Information shown =>

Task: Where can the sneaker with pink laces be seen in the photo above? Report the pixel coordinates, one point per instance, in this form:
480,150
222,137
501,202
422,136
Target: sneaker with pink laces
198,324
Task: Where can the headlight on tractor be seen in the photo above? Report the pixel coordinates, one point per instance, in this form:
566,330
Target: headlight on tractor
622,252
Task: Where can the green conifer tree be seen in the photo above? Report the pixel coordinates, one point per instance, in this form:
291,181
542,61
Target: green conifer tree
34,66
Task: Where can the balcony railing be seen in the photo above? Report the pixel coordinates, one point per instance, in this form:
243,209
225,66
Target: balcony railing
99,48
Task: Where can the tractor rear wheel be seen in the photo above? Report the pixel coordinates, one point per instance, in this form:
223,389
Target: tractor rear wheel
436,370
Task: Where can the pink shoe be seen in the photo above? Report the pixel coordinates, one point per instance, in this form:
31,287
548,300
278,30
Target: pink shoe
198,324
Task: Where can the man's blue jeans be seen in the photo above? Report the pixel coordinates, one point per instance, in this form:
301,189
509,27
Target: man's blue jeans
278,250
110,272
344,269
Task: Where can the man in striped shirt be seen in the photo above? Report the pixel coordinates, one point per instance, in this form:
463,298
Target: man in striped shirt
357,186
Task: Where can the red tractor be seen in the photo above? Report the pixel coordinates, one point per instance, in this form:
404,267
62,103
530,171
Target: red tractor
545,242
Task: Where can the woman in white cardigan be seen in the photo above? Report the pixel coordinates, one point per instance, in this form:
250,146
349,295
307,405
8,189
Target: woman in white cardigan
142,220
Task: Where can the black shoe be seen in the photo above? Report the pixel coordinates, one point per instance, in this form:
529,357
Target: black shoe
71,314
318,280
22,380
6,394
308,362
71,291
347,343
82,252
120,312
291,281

Set task =>
Rescale the rows from the line with "Task: Where can the pink" up to and including the last line of the rows, repeating every line, requests included. Multiply each coordinate in the answers by 1.2 and round to whole numbers, halves up, leaving the numbers in the requests and their sample points unchanged.

Solution =>
Task: Where can the pink shoe be seen in the photo above? Report the pixel coordinates, one point per instance, in this form:
31,287
548,300
278,30
Target: pink shoe
238,389
Task: Where can the man's blue jeans be seen in the photo above? Report the pixel coordinates, one point per instance, in this form:
301,189
509,27
Target: man's blue jeans
334,300
132,326
413,323
Task: Where can the man in striped shirt be seen in the photo above? Report the pixel coordinates, one point per instance, in this form:
463,298
Target: man in striped shirt
428,223
Task: Where can the red tractor be seen in the photo above? Report the pixel coordinates, one point per instance, in this form:
404,267
62,103
530,171
Target: red tractor
654,290
Task: Where can the woman in white cardigan be seen in the photo above? Report the pixel coordinates, one point per instance, in this form:
250,146
349,295
307,405
8,189
Target: woman in white cardigan
170,264
Task: Where can the black shoe be seen in the photo above? Report the pixel coordinates, one point per instance, in this form:
529,357
Target: black shoe
85,377
382,336
26,456
7,473
370,434
85,349
416,412
98,302
144,374
349,337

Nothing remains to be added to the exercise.